# Work to be completed:
Output the data below in full, character for character.

# Source records:

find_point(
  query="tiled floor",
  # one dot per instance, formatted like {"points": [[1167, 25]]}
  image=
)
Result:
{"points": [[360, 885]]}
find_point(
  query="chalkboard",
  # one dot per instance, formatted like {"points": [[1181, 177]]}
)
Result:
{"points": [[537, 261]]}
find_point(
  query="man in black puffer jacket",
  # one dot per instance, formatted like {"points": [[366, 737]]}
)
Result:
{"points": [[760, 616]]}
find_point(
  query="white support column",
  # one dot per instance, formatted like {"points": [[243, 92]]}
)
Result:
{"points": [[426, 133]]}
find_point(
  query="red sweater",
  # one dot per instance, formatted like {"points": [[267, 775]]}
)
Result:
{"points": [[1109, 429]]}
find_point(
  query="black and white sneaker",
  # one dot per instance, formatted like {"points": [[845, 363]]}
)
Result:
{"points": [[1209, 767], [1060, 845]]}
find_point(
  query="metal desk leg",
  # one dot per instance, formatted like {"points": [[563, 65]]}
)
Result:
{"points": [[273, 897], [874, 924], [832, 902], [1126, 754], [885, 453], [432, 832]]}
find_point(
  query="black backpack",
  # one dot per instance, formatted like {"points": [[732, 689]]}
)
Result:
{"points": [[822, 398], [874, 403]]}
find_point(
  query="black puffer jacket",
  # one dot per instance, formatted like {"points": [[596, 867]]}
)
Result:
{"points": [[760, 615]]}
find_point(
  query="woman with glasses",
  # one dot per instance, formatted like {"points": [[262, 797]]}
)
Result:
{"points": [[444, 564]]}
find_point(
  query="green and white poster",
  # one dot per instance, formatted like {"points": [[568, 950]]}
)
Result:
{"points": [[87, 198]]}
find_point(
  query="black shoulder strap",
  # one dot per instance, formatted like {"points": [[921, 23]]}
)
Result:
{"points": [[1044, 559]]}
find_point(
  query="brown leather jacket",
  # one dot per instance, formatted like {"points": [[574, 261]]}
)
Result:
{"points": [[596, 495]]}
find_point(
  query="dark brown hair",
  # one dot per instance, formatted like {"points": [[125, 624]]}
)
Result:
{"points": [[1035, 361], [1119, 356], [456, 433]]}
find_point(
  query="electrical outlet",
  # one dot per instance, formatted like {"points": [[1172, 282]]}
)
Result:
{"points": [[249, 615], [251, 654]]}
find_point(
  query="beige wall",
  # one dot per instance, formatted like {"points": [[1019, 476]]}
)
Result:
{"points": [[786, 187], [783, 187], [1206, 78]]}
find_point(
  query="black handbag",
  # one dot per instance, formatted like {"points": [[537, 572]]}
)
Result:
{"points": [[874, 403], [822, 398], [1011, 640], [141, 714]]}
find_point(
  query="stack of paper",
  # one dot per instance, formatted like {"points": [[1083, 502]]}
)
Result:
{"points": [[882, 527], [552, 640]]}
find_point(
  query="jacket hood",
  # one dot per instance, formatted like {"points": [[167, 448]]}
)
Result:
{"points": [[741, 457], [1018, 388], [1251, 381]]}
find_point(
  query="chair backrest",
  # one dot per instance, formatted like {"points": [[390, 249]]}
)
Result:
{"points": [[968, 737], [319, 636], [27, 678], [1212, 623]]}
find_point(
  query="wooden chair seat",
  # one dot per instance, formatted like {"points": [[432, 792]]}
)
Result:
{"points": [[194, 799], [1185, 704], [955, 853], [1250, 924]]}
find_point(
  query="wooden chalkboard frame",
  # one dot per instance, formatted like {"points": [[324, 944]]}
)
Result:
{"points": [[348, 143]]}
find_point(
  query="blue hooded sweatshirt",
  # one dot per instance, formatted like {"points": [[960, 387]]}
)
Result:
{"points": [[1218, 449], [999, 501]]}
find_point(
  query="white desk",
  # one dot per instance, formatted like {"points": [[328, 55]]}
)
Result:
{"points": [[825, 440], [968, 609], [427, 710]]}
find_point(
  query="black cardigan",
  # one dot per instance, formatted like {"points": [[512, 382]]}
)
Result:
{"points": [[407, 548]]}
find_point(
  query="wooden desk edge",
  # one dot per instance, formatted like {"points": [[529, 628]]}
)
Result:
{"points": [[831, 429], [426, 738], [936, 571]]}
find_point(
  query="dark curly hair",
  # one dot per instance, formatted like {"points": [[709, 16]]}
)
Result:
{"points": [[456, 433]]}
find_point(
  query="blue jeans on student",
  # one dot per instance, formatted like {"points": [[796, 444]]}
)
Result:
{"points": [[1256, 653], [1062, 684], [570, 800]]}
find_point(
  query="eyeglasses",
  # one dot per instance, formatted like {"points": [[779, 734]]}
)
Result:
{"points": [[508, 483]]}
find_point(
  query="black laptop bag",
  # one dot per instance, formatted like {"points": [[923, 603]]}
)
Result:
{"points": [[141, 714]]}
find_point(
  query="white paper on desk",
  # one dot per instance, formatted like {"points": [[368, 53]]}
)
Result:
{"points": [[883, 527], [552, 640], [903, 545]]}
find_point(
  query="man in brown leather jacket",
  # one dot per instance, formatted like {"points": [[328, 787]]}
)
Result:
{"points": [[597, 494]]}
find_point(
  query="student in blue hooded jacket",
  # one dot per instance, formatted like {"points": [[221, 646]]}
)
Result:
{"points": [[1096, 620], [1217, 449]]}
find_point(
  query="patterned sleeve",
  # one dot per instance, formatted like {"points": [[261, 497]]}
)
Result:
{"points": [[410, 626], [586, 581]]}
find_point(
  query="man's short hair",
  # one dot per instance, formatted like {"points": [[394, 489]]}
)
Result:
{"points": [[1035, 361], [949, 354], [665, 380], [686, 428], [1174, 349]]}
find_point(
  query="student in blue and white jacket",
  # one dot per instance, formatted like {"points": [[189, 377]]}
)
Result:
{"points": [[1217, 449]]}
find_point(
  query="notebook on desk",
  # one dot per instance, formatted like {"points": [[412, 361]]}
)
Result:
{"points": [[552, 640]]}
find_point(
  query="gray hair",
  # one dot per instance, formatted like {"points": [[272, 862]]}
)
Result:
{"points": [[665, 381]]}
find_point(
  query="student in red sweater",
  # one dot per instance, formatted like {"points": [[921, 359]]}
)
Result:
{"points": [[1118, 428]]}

# Task solution:
find_point(
  query="tiled floor",
  # one dot per instance, formatted like {"points": [[1167, 25]]}
  image=
)
Result:
{"points": [[360, 885]]}
find_point(
  query="chalkboard",
  # one dot per instance, formatted like {"points": [[1181, 177]]}
)
Result:
{"points": [[537, 261]]}
find_point(
  query="man in black puffer jacket",
  # one dot per instance, formatted like {"points": [[366, 737]]}
)
Result:
{"points": [[760, 616]]}
find_point(
  query="white support column",
  # one dot per instance, formatted like {"points": [[243, 92]]}
)
Result:
{"points": [[426, 133]]}
find_point(
  query="red sweater",
  # one dot per instance, formatted like {"points": [[267, 775]]}
)
Result:
{"points": [[1109, 429]]}
find_point(
  query="black and white sneaker",
  # one dot per instance, formatted like {"points": [[845, 363]]}
)
Result:
{"points": [[1209, 767], [1060, 845]]}
find_point(
  query="metal desk leg",
  # one dot per instance, formatted like {"points": [[563, 65]]}
)
Result:
{"points": [[273, 897], [874, 924], [832, 902], [1126, 754], [885, 453], [432, 832]]}
find_point(
  query="black backpack",
  # one dot per instance, formatted like {"points": [[732, 689]]}
)
Result:
{"points": [[822, 398], [874, 403]]}
find_point(
  query="black puffer jacket",
  # one dot per instance, formatted like {"points": [[596, 867]]}
)
Result:
{"points": [[760, 615]]}
find_point(
  query="woman with glasses",
  # one dot per instance, formatted like {"points": [[262, 797]]}
)
Result:
{"points": [[444, 564]]}
find_point(
  query="green and white poster",
  # one dot per instance, formatted like {"points": [[568, 950]]}
)
Result:
{"points": [[87, 198]]}
find_point(
  query="black shoulder strap",
  # one dot per instance, formatted like {"points": [[921, 23]]}
)
Result:
{"points": [[1044, 559]]}
find_point(
  query="brown leather jacket",
  # one dot per instance, formatted like {"points": [[574, 261]]}
)
Result:
{"points": [[596, 495]]}
find_point(
  query="dark brown hair",
  # one dot per instance, formatted like {"points": [[125, 624]]}
)
Result:
{"points": [[1035, 361], [1119, 356], [456, 433]]}
find_point(
  query="electrical outlet",
  # one dot per instance, formatted like {"points": [[1172, 282]]}
)
Result:
{"points": [[249, 615], [251, 654]]}
find_point(
  query="beige wall",
  # one dot per instance, formatted like {"points": [[1019, 476]]}
)
Result:
{"points": [[786, 187], [783, 187], [1206, 78]]}
find_point(
  query="black handbag",
  # one dot per instance, formatted like {"points": [[537, 572]]}
)
Result:
{"points": [[874, 403], [822, 398], [1011, 640], [141, 714]]}
find_point(
  query="stack of paper",
  # one dot per instance, formatted like {"points": [[1083, 502]]}
)
Result:
{"points": [[882, 527], [552, 640]]}
find_point(
  query="jacket hood",
  # one dot per instance, formatted like {"points": [[167, 448]]}
)
Result:
{"points": [[741, 457], [1018, 388], [1251, 381]]}
find_point(
  query="chair backrest",
  # one dot per instance, formatted like {"points": [[390, 249]]}
)
Result:
{"points": [[968, 737], [319, 636], [27, 678], [1212, 623]]}
find_point(
  query="wooden chair seat",
  # one dot per instance, formatted like {"points": [[432, 792]]}
)
Result:
{"points": [[194, 799], [1185, 704], [955, 853], [1250, 924]]}
find_point(
  query="wooden chalkboard frame",
  # one dot per instance, formatted like {"points": [[324, 944]]}
)
Result:
{"points": [[348, 143]]}
find_point(
  query="blue hooded sweatshirt",
  # one dot per instance, formatted like {"points": [[960, 387]]}
)
Result:
{"points": [[1218, 449], [999, 501]]}
find_point(
  query="white desk",
  # one dot per instance, formatted like {"points": [[328, 55]]}
)
Result:
{"points": [[825, 440], [968, 609], [427, 710]]}
find_point(
  query="black cardigan",
  # one dot per instance, formatted like {"points": [[512, 382]]}
)
Result:
{"points": [[407, 548]]}
find_point(
  query="wooden desk edge",
  # one dot per instance, formatted like {"points": [[529, 628]]}
)
Result:
{"points": [[831, 429], [426, 738], [936, 571]]}
find_point(
  query="dark curly hair",
  # one dot per instance, formatted like {"points": [[709, 16]]}
)
Result:
{"points": [[456, 433]]}
find_point(
  query="blue jeans on student",
  # one dot per instance, formatted like {"points": [[796, 444]]}
)
Result:
{"points": [[1256, 653], [1062, 684], [570, 800]]}
find_point(
  query="eyeglasses",
  # one dot per instance, formatted like {"points": [[779, 734]]}
)
Result:
{"points": [[508, 483]]}
find_point(
  query="black laptop bag",
  # one dot per instance, formatted like {"points": [[923, 603]]}
)
Result:
{"points": [[141, 714]]}
find_point(
  query="white paper on desk",
  # one dot per instance, formatted like {"points": [[368, 53]]}
)
Result:
{"points": [[883, 527], [552, 640], [903, 545]]}
find_point(
  query="man in brown leather jacket",
  # one dot per instance, formatted like {"points": [[328, 787]]}
)
Result:
{"points": [[597, 494]]}
find_point(
  query="student in blue hooded jacket",
  # one dot per instance, formatted like {"points": [[221, 646]]}
)
Result:
{"points": [[1096, 620], [1217, 449]]}
find_point(
  query="patterned sleeve",
  # one dot per instance, formatted like {"points": [[261, 497]]}
)
Result:
{"points": [[410, 626], [586, 581]]}
find_point(
  query="man's short hair",
  # one dot per instance, formatted like {"points": [[394, 489]]}
)
Result:
{"points": [[1035, 361], [949, 354], [665, 380], [686, 428], [1174, 349]]}
find_point(
  query="student in blue and white jacket",
  # one dot per instance, formatted like {"points": [[189, 377]]}
)
Result:
{"points": [[1217, 449]]}
find_point(
  query="notebook on desk",
  # one dot per instance, formatted like {"points": [[412, 361]]}
)
Result:
{"points": [[552, 640]]}
find_point(
  query="gray hair",
  # one dot per instance, formatted like {"points": [[272, 862]]}
)
Result:
{"points": [[665, 381]]}
find_point(
  query="student in red sweater",
  # one dot per instance, formatted like {"points": [[921, 359]]}
)
Result:
{"points": [[1118, 428]]}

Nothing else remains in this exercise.